=== WHAT YOU HAVE TO DO ===
Exact reproduction of all the entries is required, without any of their pictures.

=== SOURCE DATA ===
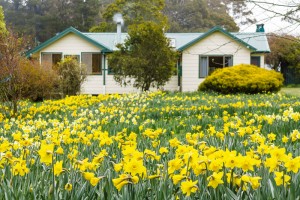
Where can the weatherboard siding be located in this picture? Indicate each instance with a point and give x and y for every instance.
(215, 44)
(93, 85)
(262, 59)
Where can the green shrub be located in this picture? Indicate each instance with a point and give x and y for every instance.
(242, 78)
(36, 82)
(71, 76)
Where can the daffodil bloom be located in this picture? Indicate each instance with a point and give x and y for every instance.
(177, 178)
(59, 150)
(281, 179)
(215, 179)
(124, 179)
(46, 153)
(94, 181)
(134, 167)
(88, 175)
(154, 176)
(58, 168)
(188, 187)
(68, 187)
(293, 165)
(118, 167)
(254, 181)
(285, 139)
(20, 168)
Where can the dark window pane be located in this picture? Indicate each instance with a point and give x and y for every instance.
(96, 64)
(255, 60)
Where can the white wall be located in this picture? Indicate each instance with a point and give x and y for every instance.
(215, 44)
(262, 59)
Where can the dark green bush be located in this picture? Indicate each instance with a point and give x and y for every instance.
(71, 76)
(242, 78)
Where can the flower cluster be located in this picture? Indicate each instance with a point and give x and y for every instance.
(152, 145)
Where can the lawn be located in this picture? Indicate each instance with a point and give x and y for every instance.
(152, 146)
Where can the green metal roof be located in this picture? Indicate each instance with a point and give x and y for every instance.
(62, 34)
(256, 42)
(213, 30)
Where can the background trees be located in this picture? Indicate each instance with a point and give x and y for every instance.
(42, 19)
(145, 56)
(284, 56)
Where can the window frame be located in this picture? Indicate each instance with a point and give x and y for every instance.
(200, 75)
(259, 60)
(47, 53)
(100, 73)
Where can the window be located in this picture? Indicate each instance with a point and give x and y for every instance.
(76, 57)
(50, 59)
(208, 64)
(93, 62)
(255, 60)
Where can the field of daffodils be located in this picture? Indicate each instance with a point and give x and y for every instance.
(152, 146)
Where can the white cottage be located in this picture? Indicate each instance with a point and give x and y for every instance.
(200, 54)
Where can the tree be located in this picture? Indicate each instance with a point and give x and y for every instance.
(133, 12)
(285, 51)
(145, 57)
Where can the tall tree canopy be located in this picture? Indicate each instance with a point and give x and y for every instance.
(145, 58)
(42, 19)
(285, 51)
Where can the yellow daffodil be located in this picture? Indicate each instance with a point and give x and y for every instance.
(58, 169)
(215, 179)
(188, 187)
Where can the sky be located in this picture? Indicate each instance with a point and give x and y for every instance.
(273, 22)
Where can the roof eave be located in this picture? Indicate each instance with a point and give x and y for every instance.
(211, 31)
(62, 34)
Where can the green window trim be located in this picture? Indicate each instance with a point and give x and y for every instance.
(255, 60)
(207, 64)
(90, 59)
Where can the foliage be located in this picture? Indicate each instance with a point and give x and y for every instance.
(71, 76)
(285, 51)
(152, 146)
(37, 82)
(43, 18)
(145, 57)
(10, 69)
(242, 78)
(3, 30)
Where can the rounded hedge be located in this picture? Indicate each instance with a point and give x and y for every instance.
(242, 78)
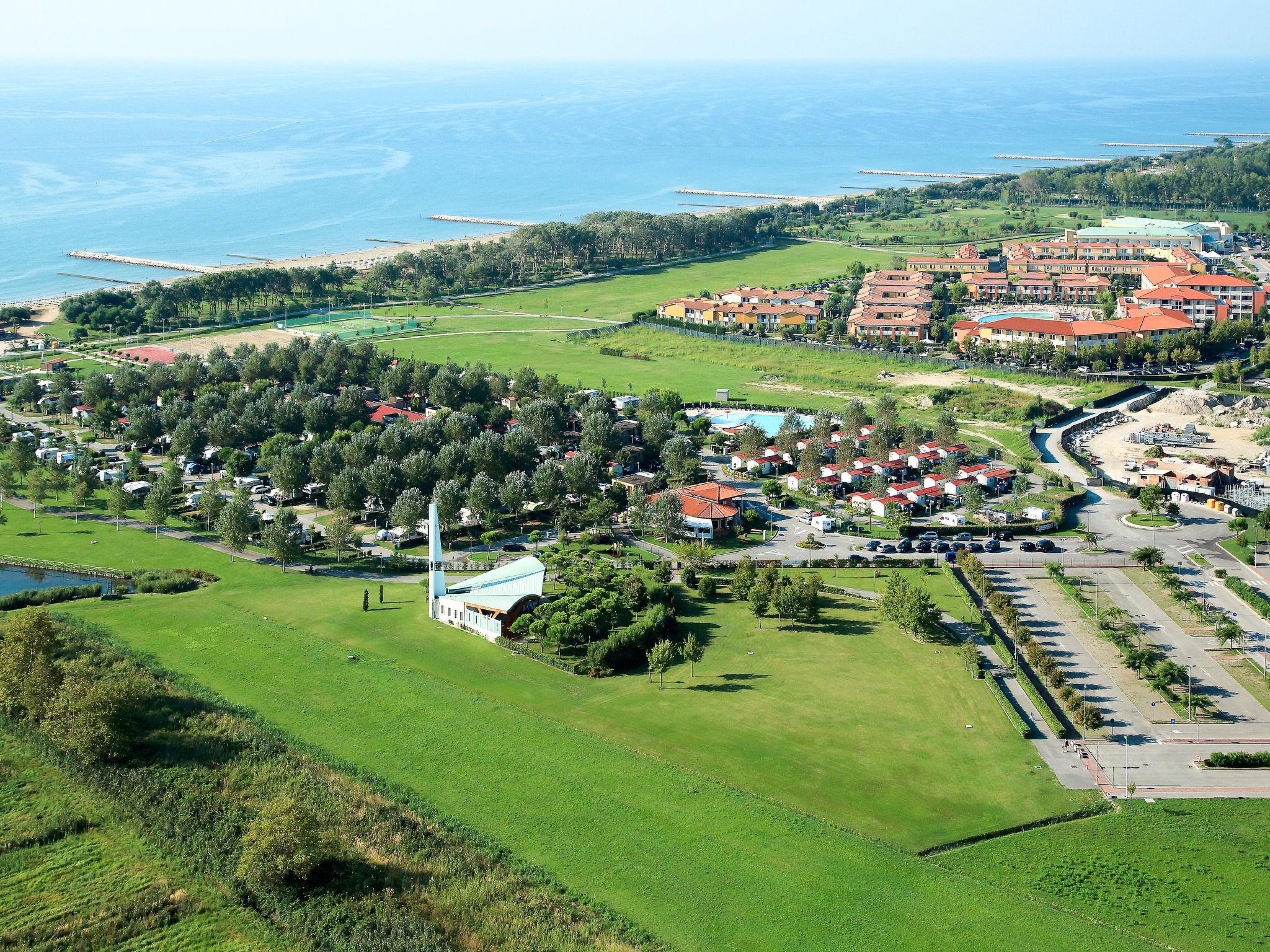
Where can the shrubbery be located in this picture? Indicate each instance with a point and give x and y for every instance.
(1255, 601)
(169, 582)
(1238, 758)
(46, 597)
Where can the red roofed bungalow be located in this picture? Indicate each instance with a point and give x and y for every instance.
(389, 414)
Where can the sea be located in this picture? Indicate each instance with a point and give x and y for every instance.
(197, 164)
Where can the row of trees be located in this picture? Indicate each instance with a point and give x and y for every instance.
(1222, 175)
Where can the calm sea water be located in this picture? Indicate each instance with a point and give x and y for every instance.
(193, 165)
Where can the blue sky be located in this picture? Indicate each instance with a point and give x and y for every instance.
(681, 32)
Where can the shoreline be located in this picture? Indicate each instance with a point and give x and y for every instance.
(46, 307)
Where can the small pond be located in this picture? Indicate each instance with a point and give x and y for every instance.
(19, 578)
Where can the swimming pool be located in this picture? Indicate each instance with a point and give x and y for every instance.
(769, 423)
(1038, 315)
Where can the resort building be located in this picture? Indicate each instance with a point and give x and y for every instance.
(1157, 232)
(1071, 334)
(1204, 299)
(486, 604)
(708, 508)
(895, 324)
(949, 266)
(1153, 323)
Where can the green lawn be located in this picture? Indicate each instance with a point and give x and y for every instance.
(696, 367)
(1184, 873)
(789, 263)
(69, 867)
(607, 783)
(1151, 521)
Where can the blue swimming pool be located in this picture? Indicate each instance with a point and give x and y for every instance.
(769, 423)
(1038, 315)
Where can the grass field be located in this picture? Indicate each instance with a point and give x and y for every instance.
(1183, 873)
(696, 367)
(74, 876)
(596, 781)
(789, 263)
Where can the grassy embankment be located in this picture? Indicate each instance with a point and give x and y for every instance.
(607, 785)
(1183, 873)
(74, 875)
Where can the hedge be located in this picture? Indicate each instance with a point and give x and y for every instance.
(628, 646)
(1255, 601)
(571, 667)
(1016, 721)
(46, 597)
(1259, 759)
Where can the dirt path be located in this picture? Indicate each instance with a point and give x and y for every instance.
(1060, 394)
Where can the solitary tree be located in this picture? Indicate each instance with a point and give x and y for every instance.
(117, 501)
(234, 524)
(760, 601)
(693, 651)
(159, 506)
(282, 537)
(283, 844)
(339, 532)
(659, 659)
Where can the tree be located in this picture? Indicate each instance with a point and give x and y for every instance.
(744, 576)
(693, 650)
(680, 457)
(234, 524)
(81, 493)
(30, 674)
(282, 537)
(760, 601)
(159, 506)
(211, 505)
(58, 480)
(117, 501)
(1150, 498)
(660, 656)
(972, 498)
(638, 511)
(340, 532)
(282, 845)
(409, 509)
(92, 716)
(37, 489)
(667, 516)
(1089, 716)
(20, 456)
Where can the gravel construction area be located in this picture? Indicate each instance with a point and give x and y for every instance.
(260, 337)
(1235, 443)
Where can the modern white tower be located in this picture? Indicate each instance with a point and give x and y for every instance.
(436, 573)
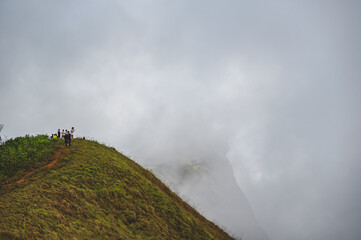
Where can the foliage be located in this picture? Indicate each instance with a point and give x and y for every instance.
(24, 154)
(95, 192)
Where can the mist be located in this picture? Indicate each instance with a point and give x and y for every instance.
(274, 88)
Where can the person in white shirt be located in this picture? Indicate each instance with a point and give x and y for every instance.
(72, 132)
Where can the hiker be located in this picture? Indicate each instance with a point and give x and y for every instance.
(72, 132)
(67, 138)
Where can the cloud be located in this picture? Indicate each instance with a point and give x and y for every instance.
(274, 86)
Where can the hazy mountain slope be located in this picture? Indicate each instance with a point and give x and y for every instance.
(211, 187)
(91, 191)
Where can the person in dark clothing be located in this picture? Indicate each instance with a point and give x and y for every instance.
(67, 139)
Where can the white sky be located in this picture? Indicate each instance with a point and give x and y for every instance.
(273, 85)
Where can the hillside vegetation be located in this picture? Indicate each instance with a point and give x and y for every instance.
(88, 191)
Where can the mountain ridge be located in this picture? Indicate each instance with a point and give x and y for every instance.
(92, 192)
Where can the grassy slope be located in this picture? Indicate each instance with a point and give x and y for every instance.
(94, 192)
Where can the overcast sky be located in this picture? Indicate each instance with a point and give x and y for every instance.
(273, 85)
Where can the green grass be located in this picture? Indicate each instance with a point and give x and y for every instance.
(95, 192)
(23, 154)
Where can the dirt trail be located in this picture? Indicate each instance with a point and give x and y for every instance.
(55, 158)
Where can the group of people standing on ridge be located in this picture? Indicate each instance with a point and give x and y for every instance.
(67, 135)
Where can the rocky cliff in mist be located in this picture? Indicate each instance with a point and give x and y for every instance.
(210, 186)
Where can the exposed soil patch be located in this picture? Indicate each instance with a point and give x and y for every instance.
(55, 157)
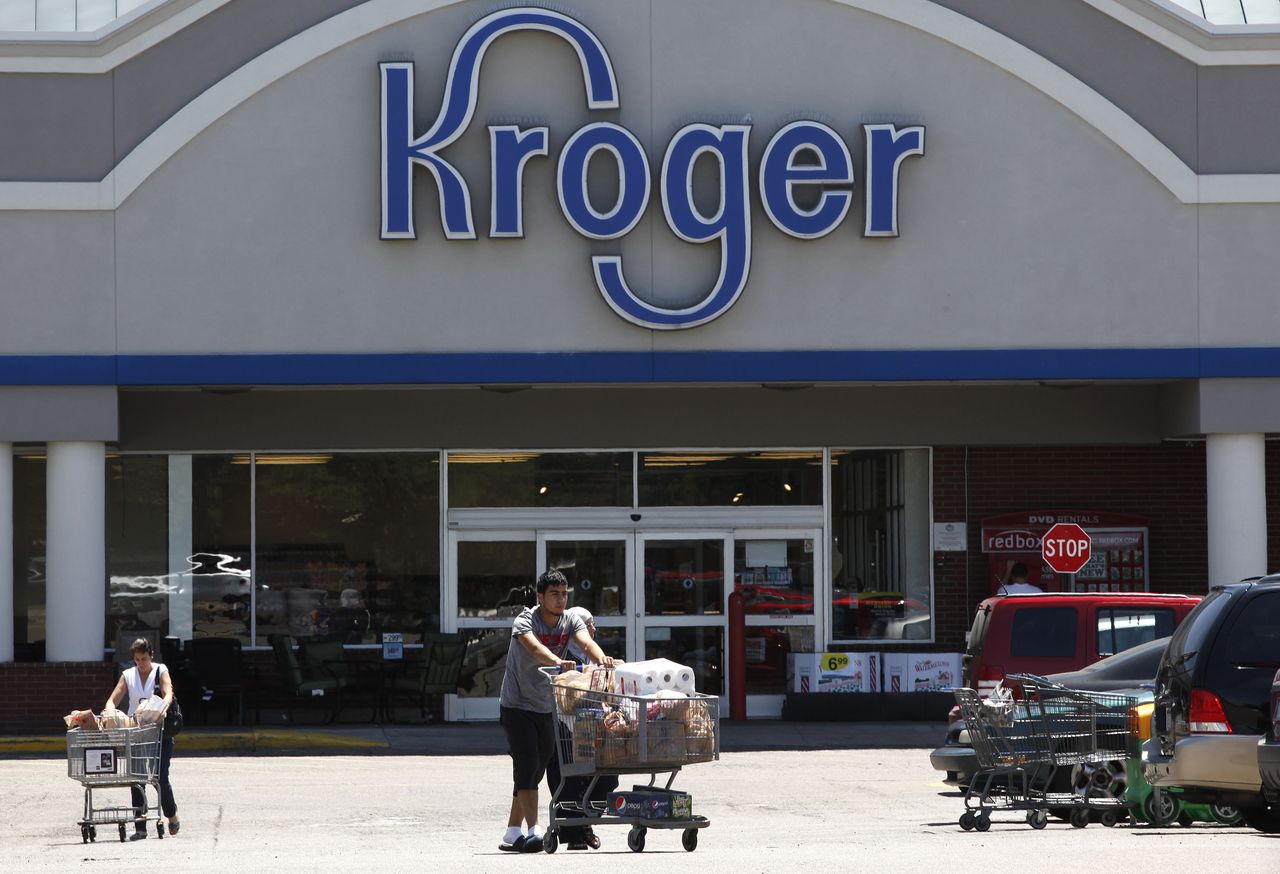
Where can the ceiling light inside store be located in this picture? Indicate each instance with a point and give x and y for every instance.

=== SOLUTION TO THIS PROBLEM ===
Where can the weatherboard siding be located in this picture? Indicate each instance with a point and give x and y for every instance.
(215, 44)
(93, 85)
(262, 59)
Where can the green shrub be located in this picture? Indicate each instance with a point and give x and y for every instance.
(242, 78)
(36, 82)
(71, 76)
Where can the daffodil bloom be located in this picture? Indicate each instance with a point and give x and y for every instance.
(177, 178)
(59, 150)
(281, 179)
(215, 179)
(124, 179)
(46, 153)
(94, 181)
(134, 167)
(88, 175)
(154, 176)
(58, 168)
(188, 187)
(68, 187)
(293, 165)
(118, 167)
(254, 181)
(285, 139)
(20, 168)
Where can the dark window pane be located in this picture? Indicate each instance with a point and give x and y for every instance.
(96, 64)
(255, 60)
Where can the white wall be located in this picture? Indicate each instance with a point and give x and y for every instance.
(215, 44)
(262, 59)
Where can the dark green bush be located in this picture? Indicate each instance with a point and give x and y for every instance.
(71, 76)
(242, 78)
Where can the flower cluster be located in this picture? Indicate each instance with a point and give x and y for every instance.
(152, 145)
Where can the lawn be located in this picture? Indicate each instance with a point and give x and y for every instance.
(152, 146)
Where can the green metal roof be located in this picture? Indicate each instance with a point and give x and y for every instance.
(62, 34)
(256, 42)
(213, 30)
Where can the background trees be located in this picture? Indicate each instance with a point and give x and y for every instance.
(42, 19)
(145, 56)
(284, 56)
Where can the window frame be located in this picture? Indicate each instance with a point and give x and y for every instance.
(200, 75)
(259, 60)
(47, 53)
(100, 73)
Where can the window be located in this picture? Indicate each instance with a point and give x and y for every instance.
(76, 57)
(50, 59)
(208, 64)
(93, 62)
(255, 60)
Where can the field of daffodils be located in this picture? Indicate each instance with a point and give x and y for every instance.
(152, 146)
Where can the white cottage be located in this picture? Indicate each instance with a point and give x and y for every instance.
(200, 54)
Where can the tree be located in this picture? Indicate each instance with a point and give x and y for every instance.
(133, 12)
(285, 51)
(145, 57)
Where can the tall tree canopy be located in this picture? Indicate each instance with a point and give x and y for every instance.
(145, 58)
(42, 19)
(285, 51)
Where can the yellow daffodil be located in this picture? Indicate each instance with a point and give x and y for every instance.
(58, 169)
(215, 179)
(188, 187)
Where can the sky be located in this picture? Indicate each instance with a point and give x and y for every instance.
(273, 22)
Where can the roof eave be located in this picture? Indicate each instance with a point and give x and y for every instance.
(211, 31)
(62, 34)
Where can the green window trim be located in this picture? Indicate each instance with a point and give x and y for every instance.
(255, 60)
(207, 64)
(90, 59)
Where can the foliage be located in this picture? Indicate each instance with a point and give x and y for every instance.
(71, 76)
(285, 51)
(152, 146)
(37, 82)
(43, 18)
(145, 57)
(10, 69)
(242, 78)
(3, 30)
Where can the rounded hedge be located in this picture? Indicate each instance with a point and give x and y for every instance.
(242, 78)
Where can the shrubbery be located in this picture? Indicate each instance with a point and give x and y for every instance.
(1255, 601)
(169, 582)
(1238, 758)
(46, 597)
Where can the red roofed bungalow be located in this picture? Indicate each instance with a point and give x and y for every instance.
(389, 414)
Where can the sea be located in this picture? Indicate each instance with a point and give x and y for every instance.
(197, 164)
Where can the row of trees be located in this picture? Indicate each instance with a point and give x and y for every instance.
(1222, 175)
Where can the calm sea water be located in this picture? Indicate each instance with a point and give x and y for every instance.
(193, 165)
Where can the blue sky be located in this picture? Indicate each instance with a point and give x and y for every instance.
(681, 32)
Where can the shoreline be located in this picture? Indicate each instance with a point and give x and y for every instance.
(46, 307)
Where can the small pond be located in this picture? Indicate each instance with a point and give x and y for every instance.
(19, 578)
Where can the swimming pool be located in this picture? Indicate each instance with a point and give x and y for every instance.
(769, 423)
(1038, 315)
Where can the resort building be located in this picture? Indicate each instance with a point and give x and y for every instance.
(1157, 232)
(1071, 334)
(1204, 299)
(486, 604)
(708, 508)
(895, 324)
(949, 266)
(1153, 323)
Where can the green lawn be located in this picture? Indicate each instance with a point and give x and y for every instance.
(696, 367)
(1184, 873)
(789, 263)
(69, 867)
(607, 783)
(1151, 521)
Where can the blue swimming pool be located in this picture? Indicate each instance with a point and give x and y for every instance.
(769, 423)
(1038, 315)
Where can the grass field be located in this picture? Indicate each instance with a point and give x and y for every instance.
(1183, 873)
(696, 367)
(74, 876)
(596, 781)
(789, 263)
Where can the grassy embankment be located in this picture? Indicate each instance with a point and give x and y for every instance.
(607, 785)
(1183, 873)
(74, 875)
Where can the hedge be located in this picture? Indicate each instance with a point and give x and y for every instance.
(628, 646)
(1255, 601)
(571, 667)
(1016, 721)
(46, 597)
(1259, 759)
Where can the dirt path be located in this picture? Indicate each instance with a point and give x and y for every instance.
(1060, 394)
Where can the solitary tree be located in this picture? Indicate each instance with a point and give x and y for every instance.
(117, 501)
(234, 524)
(760, 601)
(693, 651)
(159, 506)
(282, 537)
(283, 844)
(339, 532)
(659, 659)
Where can the tree be located in this picture? Indicate each instance with a point and give x and y for every instance.
(744, 576)
(693, 650)
(680, 457)
(234, 524)
(81, 493)
(30, 674)
(282, 537)
(760, 601)
(159, 506)
(211, 505)
(58, 480)
(117, 501)
(1150, 498)
(660, 656)
(972, 498)
(638, 511)
(340, 532)
(282, 845)
(409, 509)
(92, 716)
(37, 489)
(667, 516)
(1089, 716)
(20, 456)
Where can the gravel construction area be located in this picture? Indicate each instance with a point and give x and y for every instance.
(260, 337)
(1235, 443)
Where can the modern white tower be located in this picture? Indicate each instance with a point and give x and y for every instance.
(436, 573)
Where can the foliage be located in this picture? Indicate each instance with a point and give x and y for every instance.
(24, 154)
(95, 192)
Where can the mist be located in this picture? Indicate each instance with a point and give x and y for every instance.
(274, 88)
Where can the person in white shirt be located in this picture? Indicate each instance with a point and give x and y for every instance.
(72, 132)
Where can the hiker be located in this picture? Indicate each instance with a point and give x and y for every instance.
(72, 132)
(67, 138)
Where can the cloud be located in this picture? Indicate each instance with a point and give x and y for every instance.
(274, 86)
Where can the hazy mountain slope be located in this picture? Indicate each instance with a point and give x and y for every instance.
(211, 187)
(91, 191)
Where can the person in dark clothing be located in this picture? Indicate each instance with a point and give x and y for every instance.
(67, 139)
Where can the white sky be located in this picture? Indicate each instance with a point and give x and y for every instance.
(273, 85)
Where can the hillside vegetation be located in this picture? Indicate each instance with a point and give x and y for every instance.
(88, 191)
Where can the mountain ridge be located in this picture? Indicate each instance with a point and give x and y for every instance.
(92, 192)
Where can the grassy slope be located in this picture? Indicate each instance with a point and give x and y for every instance.
(94, 192)
Where can the overcast sky be located in this picture? Indicate each instance with a point and give x and y for every instance.
(273, 85)
Where can the green grass be located in this picture? Indicate each instance with a point and give x and y for every instance.
(95, 192)
(23, 154)
Where can the dirt trail be located in this picture? Indicate each instance with a point and give x and y for every instance.
(55, 158)
Where can the group of people standing on ridge be located in this picture? Indicate each instance with a point and give x and y for every instance.
(67, 135)
Where can the rocky cliff in mist be located in this picture? Indicate each instance with a point and give x and y for every instance.
(210, 186)
Where can the exposed soil patch be located in this picture? Indicate each instance with a point and give x and y for every instance.
(55, 157)
Where can the ceiling light inside store be located in this picture? Indicate each instance with a point and give x and y for every instance.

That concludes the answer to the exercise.